━━━ Voci del dataset ━━━

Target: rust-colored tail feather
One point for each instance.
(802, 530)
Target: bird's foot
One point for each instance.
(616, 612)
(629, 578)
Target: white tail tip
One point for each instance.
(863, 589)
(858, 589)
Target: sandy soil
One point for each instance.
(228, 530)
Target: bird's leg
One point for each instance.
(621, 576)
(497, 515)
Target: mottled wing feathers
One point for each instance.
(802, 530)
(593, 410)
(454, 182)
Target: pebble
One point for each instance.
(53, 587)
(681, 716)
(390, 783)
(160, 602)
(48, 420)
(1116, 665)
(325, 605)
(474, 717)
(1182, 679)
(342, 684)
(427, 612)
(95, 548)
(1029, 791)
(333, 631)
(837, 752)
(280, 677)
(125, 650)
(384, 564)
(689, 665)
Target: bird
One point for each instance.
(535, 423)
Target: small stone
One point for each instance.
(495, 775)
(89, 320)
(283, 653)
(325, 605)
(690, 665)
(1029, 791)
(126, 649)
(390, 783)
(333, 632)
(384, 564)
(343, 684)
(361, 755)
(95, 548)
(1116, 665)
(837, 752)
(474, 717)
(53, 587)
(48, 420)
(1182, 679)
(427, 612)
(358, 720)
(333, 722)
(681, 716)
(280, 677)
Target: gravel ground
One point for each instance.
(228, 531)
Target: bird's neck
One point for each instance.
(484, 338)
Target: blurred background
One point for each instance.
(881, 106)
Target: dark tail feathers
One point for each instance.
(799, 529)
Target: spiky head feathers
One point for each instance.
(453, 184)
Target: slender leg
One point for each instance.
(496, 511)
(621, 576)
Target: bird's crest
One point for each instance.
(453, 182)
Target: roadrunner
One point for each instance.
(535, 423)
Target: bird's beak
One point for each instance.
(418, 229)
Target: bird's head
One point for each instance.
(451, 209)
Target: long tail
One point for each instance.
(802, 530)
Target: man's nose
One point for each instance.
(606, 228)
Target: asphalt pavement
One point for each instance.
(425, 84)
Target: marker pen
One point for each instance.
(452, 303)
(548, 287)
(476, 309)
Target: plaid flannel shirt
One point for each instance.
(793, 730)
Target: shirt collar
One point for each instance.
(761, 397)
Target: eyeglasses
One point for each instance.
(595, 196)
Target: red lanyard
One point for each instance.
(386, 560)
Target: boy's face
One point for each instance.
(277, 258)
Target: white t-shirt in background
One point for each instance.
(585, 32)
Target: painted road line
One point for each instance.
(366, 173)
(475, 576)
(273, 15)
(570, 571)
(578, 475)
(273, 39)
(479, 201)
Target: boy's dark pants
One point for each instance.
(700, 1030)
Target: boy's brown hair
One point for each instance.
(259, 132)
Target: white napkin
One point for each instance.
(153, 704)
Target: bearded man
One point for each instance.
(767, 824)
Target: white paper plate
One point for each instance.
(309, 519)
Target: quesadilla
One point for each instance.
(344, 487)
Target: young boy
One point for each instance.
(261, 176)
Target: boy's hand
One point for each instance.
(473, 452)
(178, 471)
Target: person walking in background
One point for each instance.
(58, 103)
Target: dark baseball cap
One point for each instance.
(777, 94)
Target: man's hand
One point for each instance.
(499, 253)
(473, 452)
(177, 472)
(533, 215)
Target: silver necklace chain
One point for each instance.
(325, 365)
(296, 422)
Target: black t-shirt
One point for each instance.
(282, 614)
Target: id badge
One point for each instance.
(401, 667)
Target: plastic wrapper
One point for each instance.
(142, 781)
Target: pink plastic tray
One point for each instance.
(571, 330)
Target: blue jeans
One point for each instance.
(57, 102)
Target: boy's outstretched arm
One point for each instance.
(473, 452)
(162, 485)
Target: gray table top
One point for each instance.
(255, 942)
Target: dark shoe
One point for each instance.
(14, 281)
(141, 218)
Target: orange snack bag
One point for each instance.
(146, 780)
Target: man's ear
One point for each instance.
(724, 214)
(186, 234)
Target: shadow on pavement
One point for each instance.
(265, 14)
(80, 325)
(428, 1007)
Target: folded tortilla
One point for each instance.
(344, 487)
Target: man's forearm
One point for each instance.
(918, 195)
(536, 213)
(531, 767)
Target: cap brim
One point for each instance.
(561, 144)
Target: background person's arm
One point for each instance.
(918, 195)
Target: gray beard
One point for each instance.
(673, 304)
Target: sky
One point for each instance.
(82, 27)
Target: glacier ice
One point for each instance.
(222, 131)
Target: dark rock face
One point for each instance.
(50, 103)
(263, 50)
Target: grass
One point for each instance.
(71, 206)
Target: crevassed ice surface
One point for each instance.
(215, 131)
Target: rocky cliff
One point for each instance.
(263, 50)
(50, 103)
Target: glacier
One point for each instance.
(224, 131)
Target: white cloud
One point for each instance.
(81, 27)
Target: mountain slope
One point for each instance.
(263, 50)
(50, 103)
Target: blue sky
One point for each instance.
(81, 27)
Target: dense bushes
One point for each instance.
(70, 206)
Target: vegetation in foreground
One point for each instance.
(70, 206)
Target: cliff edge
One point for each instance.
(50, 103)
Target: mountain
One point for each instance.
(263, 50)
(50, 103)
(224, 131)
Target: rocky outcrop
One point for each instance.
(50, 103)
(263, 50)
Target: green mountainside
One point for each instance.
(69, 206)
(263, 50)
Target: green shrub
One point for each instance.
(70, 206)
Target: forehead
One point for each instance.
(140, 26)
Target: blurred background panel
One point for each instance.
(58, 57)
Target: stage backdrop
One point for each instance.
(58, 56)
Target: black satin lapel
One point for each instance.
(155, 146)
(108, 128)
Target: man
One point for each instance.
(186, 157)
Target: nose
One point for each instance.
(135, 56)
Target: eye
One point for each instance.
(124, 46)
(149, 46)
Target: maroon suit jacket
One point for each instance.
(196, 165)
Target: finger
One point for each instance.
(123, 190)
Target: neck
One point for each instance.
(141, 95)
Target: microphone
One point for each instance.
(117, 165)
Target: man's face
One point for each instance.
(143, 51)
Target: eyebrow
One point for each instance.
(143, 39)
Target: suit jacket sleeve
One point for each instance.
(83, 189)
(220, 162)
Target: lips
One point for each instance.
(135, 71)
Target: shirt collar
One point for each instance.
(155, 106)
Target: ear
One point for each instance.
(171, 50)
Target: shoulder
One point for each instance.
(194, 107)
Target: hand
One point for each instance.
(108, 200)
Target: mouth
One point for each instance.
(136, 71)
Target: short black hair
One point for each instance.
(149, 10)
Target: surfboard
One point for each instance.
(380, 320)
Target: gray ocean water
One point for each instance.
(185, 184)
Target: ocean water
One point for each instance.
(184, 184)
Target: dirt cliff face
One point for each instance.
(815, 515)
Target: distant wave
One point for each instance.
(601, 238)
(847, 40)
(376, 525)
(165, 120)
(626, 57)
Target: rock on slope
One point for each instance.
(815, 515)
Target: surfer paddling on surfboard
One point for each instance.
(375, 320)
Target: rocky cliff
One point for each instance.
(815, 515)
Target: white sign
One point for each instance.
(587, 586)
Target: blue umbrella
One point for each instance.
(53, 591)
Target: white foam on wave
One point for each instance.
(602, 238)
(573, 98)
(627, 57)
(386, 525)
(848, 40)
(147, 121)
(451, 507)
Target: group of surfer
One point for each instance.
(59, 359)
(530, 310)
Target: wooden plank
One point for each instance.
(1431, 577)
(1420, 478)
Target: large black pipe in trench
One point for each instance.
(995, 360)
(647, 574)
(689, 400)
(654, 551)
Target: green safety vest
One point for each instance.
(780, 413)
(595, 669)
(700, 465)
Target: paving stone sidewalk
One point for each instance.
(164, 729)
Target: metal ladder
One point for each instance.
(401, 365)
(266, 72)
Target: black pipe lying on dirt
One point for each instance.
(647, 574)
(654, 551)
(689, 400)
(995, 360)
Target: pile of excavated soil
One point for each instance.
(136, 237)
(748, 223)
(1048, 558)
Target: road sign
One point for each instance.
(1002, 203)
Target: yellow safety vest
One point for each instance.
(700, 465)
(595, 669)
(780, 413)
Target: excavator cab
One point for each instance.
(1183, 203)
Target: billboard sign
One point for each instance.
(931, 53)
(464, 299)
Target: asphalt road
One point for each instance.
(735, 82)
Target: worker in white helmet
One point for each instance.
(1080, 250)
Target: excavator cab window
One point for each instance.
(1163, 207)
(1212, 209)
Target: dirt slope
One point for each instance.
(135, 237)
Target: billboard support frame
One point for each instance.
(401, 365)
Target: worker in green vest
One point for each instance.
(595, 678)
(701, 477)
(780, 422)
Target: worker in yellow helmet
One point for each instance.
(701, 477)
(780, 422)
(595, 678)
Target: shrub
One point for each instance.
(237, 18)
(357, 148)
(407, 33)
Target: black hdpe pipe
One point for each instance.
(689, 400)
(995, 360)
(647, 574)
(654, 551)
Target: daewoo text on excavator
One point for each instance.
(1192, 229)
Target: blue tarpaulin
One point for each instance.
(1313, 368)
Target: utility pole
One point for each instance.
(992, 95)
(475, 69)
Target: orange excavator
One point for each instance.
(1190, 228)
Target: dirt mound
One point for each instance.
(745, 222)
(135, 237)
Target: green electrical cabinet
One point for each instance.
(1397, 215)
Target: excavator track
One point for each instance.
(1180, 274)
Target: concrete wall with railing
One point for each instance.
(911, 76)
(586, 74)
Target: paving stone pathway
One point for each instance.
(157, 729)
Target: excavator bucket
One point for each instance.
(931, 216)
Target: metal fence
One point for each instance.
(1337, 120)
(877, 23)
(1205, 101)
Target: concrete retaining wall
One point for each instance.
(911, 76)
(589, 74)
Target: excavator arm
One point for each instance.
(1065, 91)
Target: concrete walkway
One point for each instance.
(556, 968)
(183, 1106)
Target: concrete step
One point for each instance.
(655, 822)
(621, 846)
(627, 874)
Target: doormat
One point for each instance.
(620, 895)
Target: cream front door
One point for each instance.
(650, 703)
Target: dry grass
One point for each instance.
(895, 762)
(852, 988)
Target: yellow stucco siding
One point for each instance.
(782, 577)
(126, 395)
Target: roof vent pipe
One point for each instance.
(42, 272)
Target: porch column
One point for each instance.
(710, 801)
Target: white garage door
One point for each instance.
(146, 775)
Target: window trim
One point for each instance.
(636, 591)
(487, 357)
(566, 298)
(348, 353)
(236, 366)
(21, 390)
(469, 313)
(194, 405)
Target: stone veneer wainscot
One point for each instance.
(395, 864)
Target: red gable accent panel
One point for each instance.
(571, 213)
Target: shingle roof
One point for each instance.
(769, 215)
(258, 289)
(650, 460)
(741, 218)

━━━

Metti in formato CSV a due colonne, "testo" e "soluzione", tutto ciò che va dalla riga che contiene "Target: red gable accent panel" fino alla fine delle voci, con una riga per ogni voce. Metti ogni campo tra virgolette e sostituisci gli a capo con spazi.

> **Risultato**:
testo,soluzione
"Target: red gable accent panel One point for each instance.","(571, 213)"
"Target: shingle roof One point for each instance.","(769, 215) (258, 289) (650, 460) (741, 218)"